◆ **Problem**: Each line below is to be set down again exactly.

(Dataset entries)
----
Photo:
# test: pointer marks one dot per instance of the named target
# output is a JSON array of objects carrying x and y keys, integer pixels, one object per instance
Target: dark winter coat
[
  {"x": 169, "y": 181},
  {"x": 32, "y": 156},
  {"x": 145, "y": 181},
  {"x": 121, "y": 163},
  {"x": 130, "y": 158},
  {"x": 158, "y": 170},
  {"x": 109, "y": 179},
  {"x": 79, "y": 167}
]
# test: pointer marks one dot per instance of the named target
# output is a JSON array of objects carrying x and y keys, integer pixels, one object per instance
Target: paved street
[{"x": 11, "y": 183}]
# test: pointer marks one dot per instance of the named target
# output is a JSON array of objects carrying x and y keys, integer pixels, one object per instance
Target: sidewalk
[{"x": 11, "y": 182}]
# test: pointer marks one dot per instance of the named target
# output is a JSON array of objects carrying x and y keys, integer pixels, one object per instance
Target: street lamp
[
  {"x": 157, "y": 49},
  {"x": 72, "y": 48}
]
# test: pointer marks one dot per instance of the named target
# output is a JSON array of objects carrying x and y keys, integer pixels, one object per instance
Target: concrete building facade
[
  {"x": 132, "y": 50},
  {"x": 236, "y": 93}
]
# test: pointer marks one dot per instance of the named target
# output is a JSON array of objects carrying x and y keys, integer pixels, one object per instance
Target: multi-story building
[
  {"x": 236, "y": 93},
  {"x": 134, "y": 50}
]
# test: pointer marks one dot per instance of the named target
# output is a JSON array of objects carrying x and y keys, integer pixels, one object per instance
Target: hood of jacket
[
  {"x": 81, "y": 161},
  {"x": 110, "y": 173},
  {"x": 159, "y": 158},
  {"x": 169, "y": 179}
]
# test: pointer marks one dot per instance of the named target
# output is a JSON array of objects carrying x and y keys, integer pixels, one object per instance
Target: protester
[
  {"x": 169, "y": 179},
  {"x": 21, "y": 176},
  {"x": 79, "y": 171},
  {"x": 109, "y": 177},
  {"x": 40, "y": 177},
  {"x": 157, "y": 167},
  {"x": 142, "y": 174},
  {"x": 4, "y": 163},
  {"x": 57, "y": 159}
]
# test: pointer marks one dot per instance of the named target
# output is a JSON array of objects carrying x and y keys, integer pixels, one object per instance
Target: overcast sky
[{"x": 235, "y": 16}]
----
◆ **Worked solution**:
Photo:
# test: pointer marks one dot per instance of the named target
# output is a JSON array of objects carrying x and y keys, integer pixels, one object per instance
Target: dark winter coat
[
  {"x": 169, "y": 181},
  {"x": 32, "y": 156},
  {"x": 145, "y": 181},
  {"x": 121, "y": 163},
  {"x": 130, "y": 158},
  {"x": 158, "y": 170},
  {"x": 109, "y": 179},
  {"x": 79, "y": 167}
]
# test: pointer marks one dot per instance of the named target
# output is a JSON array of objects carrying x and y keys, integer pixels, one object per instance
Target: paved street
[{"x": 11, "y": 183}]
# test: pointer marks one dot per instance of the named target
# output is a JSON array of objects carrying x and y keys, integer pixels, one object per instance
Target: sidewalk
[{"x": 11, "y": 182}]
# test: pointer marks one dot per instance of the named target
# output is a JSON array of objects carrying x and y keys, integer pixels, one object per instance
Target: street lamp
[
  {"x": 157, "y": 49},
  {"x": 72, "y": 48}
]
# test: pointer marks one dot per instance of the named target
# output is a JSON array of objects carrying x and y keys, integer pixels, one object per instance
Target: concrete building facade
[
  {"x": 132, "y": 50},
  {"x": 236, "y": 93}
]
# test: pointer marks one dot per instance of the named target
# output is a JSON array of objects carrying x and y keys, integer pixels, one object per instance
Target: multi-story building
[
  {"x": 236, "y": 93},
  {"x": 134, "y": 50}
]
# test: pointer marks one dot per instance of the named target
# output is a JSON array of objects carrying x and y keys, integer pixels, one object per instance
Target: hood of jacket
[
  {"x": 81, "y": 161},
  {"x": 110, "y": 173},
  {"x": 159, "y": 158},
  {"x": 169, "y": 179}
]
# test: pointer marks one dot per instance of the named target
# output is a JSON array of objects carrying x and y keys, integer pixels, one object per instance
Target: protester
[
  {"x": 169, "y": 179},
  {"x": 21, "y": 176},
  {"x": 79, "y": 171},
  {"x": 109, "y": 177},
  {"x": 40, "y": 177},
  {"x": 157, "y": 167},
  {"x": 142, "y": 174},
  {"x": 4, "y": 163},
  {"x": 57, "y": 159}
]
# test: pointer marks one dot per instance of the named target
# output is a JSON array of objects carrying x and y keys, integer pixels, one object per instance
Target: overcast sky
[{"x": 235, "y": 16}]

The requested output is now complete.